• _INPUT DATA_:
· · · · ·
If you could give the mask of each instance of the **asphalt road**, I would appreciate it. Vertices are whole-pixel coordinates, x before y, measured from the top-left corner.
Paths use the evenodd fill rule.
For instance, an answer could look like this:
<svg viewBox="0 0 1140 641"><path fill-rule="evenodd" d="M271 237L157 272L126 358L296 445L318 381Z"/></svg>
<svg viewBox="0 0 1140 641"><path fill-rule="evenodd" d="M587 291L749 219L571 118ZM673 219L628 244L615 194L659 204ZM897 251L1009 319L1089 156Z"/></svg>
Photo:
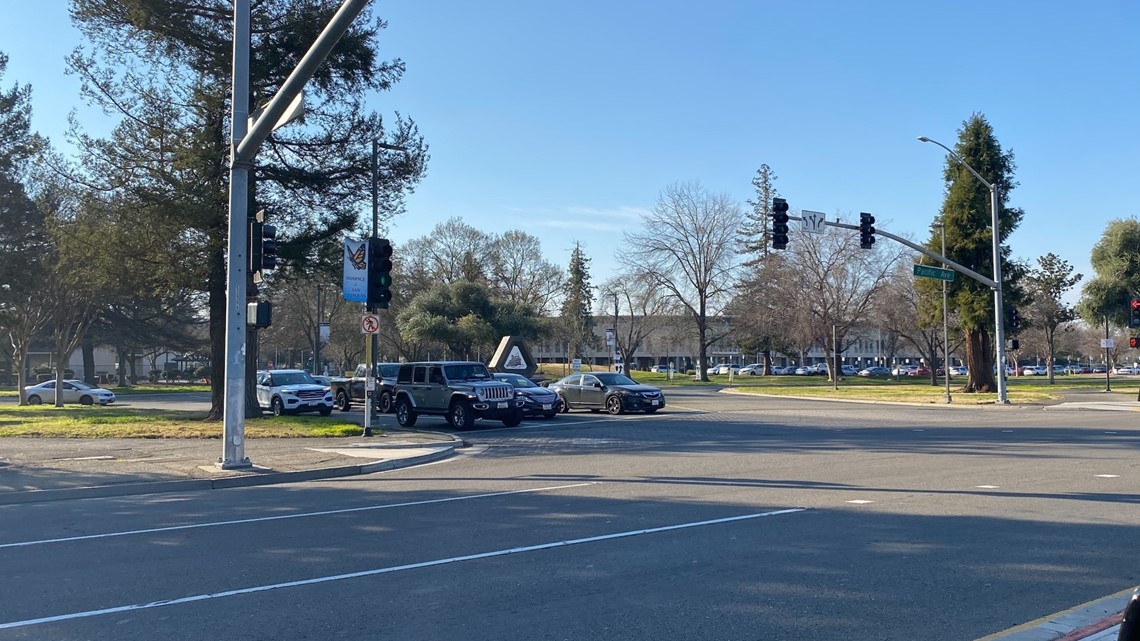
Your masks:
<svg viewBox="0 0 1140 641"><path fill-rule="evenodd" d="M1140 582L1133 413L669 404L372 477L2 506L0 640L966 641Z"/></svg>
· · · · ·
• _WHAT IS BEING ASKED_:
Write out the data again with "asphalt road" swapped for "paved road" and nothing else changed. Leave out the pictures.

• _RESPONSE BELOW_:
If you could give the mask of each instance of the **paved road**, I would appreciate it. Vertices are whole-pixel coordinates, x before y, measured from the top-left corner.
Paths use the evenodd fill rule.
For instance, an answer could look like this:
<svg viewBox="0 0 1140 641"><path fill-rule="evenodd" d="M271 237L157 272L126 358L296 445L318 381Z"/></svg>
<svg viewBox="0 0 1140 641"><path fill-rule="evenodd" d="M587 291L749 219L571 118ZM673 219L628 244L615 194L659 204ZM897 251L1009 319L1089 156Z"/></svg>
Photo:
Your masks:
<svg viewBox="0 0 1140 641"><path fill-rule="evenodd" d="M1140 582L1133 413L669 404L372 477L2 506L0 640L966 641Z"/></svg>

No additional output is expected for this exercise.